* [Available data]:

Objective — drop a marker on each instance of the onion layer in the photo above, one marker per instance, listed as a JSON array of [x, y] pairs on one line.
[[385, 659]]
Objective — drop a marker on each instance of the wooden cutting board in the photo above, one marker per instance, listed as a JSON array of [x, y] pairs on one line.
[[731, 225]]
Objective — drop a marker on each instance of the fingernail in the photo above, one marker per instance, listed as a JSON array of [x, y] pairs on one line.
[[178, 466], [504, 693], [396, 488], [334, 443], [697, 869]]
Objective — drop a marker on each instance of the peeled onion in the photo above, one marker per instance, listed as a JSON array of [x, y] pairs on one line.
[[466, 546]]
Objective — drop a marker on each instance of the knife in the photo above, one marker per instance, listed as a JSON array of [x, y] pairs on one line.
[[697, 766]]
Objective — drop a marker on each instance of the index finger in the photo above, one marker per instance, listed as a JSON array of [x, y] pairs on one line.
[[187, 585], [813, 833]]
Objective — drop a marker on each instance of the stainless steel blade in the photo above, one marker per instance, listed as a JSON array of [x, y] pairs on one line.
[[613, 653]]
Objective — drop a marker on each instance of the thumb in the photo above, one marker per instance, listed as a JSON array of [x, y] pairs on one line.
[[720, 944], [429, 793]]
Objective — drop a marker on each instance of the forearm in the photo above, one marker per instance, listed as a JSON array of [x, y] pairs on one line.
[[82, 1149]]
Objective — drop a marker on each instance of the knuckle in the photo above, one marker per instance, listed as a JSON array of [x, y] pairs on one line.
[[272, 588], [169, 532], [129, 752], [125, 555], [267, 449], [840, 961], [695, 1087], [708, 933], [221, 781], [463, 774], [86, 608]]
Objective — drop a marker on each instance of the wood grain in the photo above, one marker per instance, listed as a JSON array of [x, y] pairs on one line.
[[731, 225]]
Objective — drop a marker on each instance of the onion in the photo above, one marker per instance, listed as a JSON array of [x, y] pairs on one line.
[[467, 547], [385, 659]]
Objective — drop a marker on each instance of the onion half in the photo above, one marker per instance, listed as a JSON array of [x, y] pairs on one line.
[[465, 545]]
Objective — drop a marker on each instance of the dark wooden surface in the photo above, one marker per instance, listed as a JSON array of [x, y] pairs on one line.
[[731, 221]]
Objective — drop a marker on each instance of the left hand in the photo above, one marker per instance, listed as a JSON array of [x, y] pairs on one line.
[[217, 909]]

* [Work to complete]: Format the records above as a numbered list, leaving out any blank lines.

* [Reply]:
1. Objective — drop a marker on each instance of the onion layer in the photo above, one marker per instance, listed as a JSON array of [x, y] pairs on one line.
2. [[385, 659]]
3. Objective — drop a marker on each instance of the wooden cutting board in the photo above, one marker per instance, listed as a JSON array of [x, y] pairs on one line.
4. [[731, 225]]
5. Objective — drop a marker on each instance of the fingernail in the photo above, one marker per instance, listed as a JSON array of [x, y] pairs on one line.
6. [[178, 466], [504, 693], [396, 488], [334, 443], [697, 869]]
7. Objective — drop a marker on each instance of the peeled onion in the photo above, one marker per instance, listed as a JSON array of [x, y] pairs on one line.
8. [[466, 546]]
9. Objective — drop a marker on each instance of the knife in the photo above, one marker per instance, listed as a JSON array of [x, y] pairs on one line.
10. [[697, 766]]
11. Objective — drop a marker on each instance of the index finger in the photo above, one marker per instance, listed as a JSON array of [x, y] pairs on one line.
12. [[187, 585], [813, 833]]
13. Objective — drop a marker on each instance of the stainless steel blade in the photo above, one marker per instance, listed as a JSON array of [x, y] pairs on one line.
14. [[613, 653]]
15. Objective — drop a marker on each instance of the thumb in the photo above, one marker per instance, listed as a JSON array of [x, y] pairs on one line.
16. [[720, 944], [429, 793]]
17. Objective — drop a marker on each instance of the forearm in the photo above, one marker per instance, listed as a JSON array of [x, y] pairs on one line.
18. [[82, 1149]]
19. Objective — drop a marker on each instance of the knuckle in the photo above, one marker per instance, listed as a JSON array of [x, y] pairs on one line.
20. [[272, 588], [169, 532], [129, 752], [125, 555], [267, 449], [840, 961], [695, 1087], [708, 933], [221, 781], [463, 774], [86, 608]]
21. Objective — drop a marker on each instance of the wood grain in the photo above, one marker per instance, listed as a JSON array of [x, y] pairs on one line.
22. [[731, 225]]
23. Objective — drop a marker on each instance of the onion in the photo above, one marker per instance, listed as a JSON array of [x, y] pairs on one line.
24. [[467, 547], [385, 659]]
25. Objective — drop a marker on each instance of the onion half in the photo above, one marker per instance, listed as a JSON array of [x, y] pairs on one line.
26. [[465, 545]]
27. Objective — drop a marker on each instance of the dark wooden surface in the photo above, one marker per instance, listed as a JSON array of [x, y] pairs on one line.
28. [[731, 221]]
29. Objective — drop a marker on each instance of the left hand in the photo above, one marker per instance, listed as a JSON array of [x, y] pairs on one line.
30. [[217, 909]]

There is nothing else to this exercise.